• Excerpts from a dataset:
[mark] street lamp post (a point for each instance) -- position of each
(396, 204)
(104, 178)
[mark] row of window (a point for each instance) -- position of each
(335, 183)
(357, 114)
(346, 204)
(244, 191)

• Your instructions: Every record must be output again with its wording unchanged.

• Solution to this task:
[mark] street lamp post (a point for each instance) -- position of each
(396, 204)
(104, 178)
[mark] row of window (a point for each instance) -- position of each
(335, 183)
(357, 114)
(346, 204)
(244, 191)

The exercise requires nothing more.